Ситуация осложняется тем, что во всем этом регионе межнациональная картина крайне пестрая. В Косове осталось 5 процентов сербов и 95 – албанцев. В Македонии 30 процентов албанцев и 70 – славян. В южной Сербии от 10 до 30 процентов албанцев. Представим себе, что в каком-либо из этих мест будет создано моноэтническое общество. Немедленно в других местах региона произойдет взрыв. Хотя это очень непросто сделать, ООН и ЕС придется позаботиться о том, чтобы правительства Македонии, Сербии и Косова укрепились настолько, чтобы они смогли гарантировать и защитить права меньшинств, проживающих на их территории. Ситуация в Македонии сегодня улучшается, так же как и в южной Сербии. Этого нельзя сказать о Косове, потому что сербское этническое меньшинство ничтожно, и албанцам кажется, что их полное изгнание никак не скажется на экономике края. Конечно же, это не так. Косово не может выжить в одиночку. Им нужно понять, что жизнеспособным может быть только единое балканское экономическое пространство. Если они будут стоять на позициях албанского шовинизма, им придется свернуть торговлю с неалбанскими странами. Однако реальность такова, что торговля по своей природе многонациональна, а то, что хорошо для торговли, хорошо и для всей страны. Возьмите, к примеру, организованную преступность. Она исключительно многонациональна и объединяет представителей разных культур.
– Так что мафию можно считать пионерами глобализации?
– В каком-то смысле… Что же касается Косова, то там требуется время и экономическое развитие. В данный момент мне кажется, что мандат ООН почти исчерпал себя, потому что если в Косове и может быть что-то убедительное, то это экономика. Они находятся в экономической зоне ЕС, и соседние страны присоединятся к ЕС в обозримом будущем. Если они не интегрируются в европейскую экономику, им не выжить, и они это хорошо понимают.
– В Гватемале вам пригодился ваш косовский опыт?
– Конечно. В Косове я понял, как важны многонациональные институты для сохранения мира в многонациональном государстве. Здесь, в Гватемале, очень мало интегрированных институтов, а у «индихенос» своих институтов просто нет. Чем выше площадка, тем меньше шансов встретить представителя коренного населения.
Нестабильность всей политической системы во многом объясняется нестабильностью государственных учреждений. В Гватемале нет ни устоявшихся партий, ни развитых государственных или правовых институтов, ни организованных деловых сообществ. Ни одна партия здесь еще не сумела пережить свое правительство. Если распускается правительство, распускаются и партии, которые его сформировали, ни одно правительство не желает мириться с оппозиционными партиями. Обычный цикл составляет четыре года. Когда уходит президент, уходят не только его ближайшие соратники, но и практически все чиновники высшего ранга. Создается такое впечатление, будто все профессионалы уходят. Они не должны уходить, такая практика бесперспективна. А губернаторы только при нынешней администрации менялись уже несколько раз, и шеф полиции менялся уже семь раз. Как же они могут покончить с ворами и налетчиками?

[Задание] Выпишите дословно отрывок из фрагмента текста выше: от слов «Нестабильность всей политической» до слов «ворами и налетчиками?» включительно.

[Перечень записей]
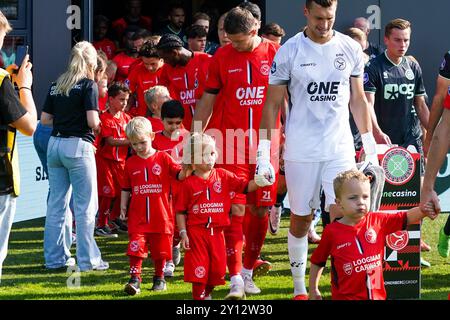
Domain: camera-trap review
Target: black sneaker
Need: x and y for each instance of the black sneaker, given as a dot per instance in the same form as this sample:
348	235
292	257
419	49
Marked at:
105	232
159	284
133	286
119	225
==
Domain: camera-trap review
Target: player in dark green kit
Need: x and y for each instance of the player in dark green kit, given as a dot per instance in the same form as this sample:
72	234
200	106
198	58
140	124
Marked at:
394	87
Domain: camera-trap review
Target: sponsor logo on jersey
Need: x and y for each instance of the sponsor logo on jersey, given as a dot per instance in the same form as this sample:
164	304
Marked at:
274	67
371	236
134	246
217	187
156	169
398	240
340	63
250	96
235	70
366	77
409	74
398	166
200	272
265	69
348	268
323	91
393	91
...
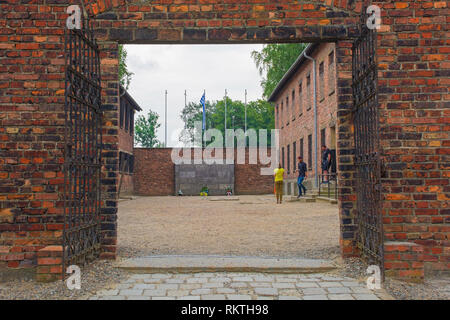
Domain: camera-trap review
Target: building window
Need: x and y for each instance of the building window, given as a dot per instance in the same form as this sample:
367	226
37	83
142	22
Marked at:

[Ответ]
Нестабильность всей политической системы во многом объясняется нестабильностью государственных учреждений. В Гватемале нет ни устоявшихся партий, ни развитых государственных или правовых институтов, ни организованных деловых сообществ. Ни одна партия здесь еще не сумела пережить свое правительство. Если распускается правительство, распускаются и партии, которые его сформировали, ни одно правительство не желает мириться с оппозиционными партиями. Обычный цикл составляет четыре года. Когда уходит президент, уходят не только его ближайшие соратники, но и практически все чиновники высшего ранга. Создается такое впечатление, будто все профессионалы уходят. Они не должны уходить, такая практика бесперспективна. А губернаторы только при нынешней администрации менялись уже несколько раз, и шеф полиции менялся уже семь раз. Как же они могут покончить с ворами и налетчиками?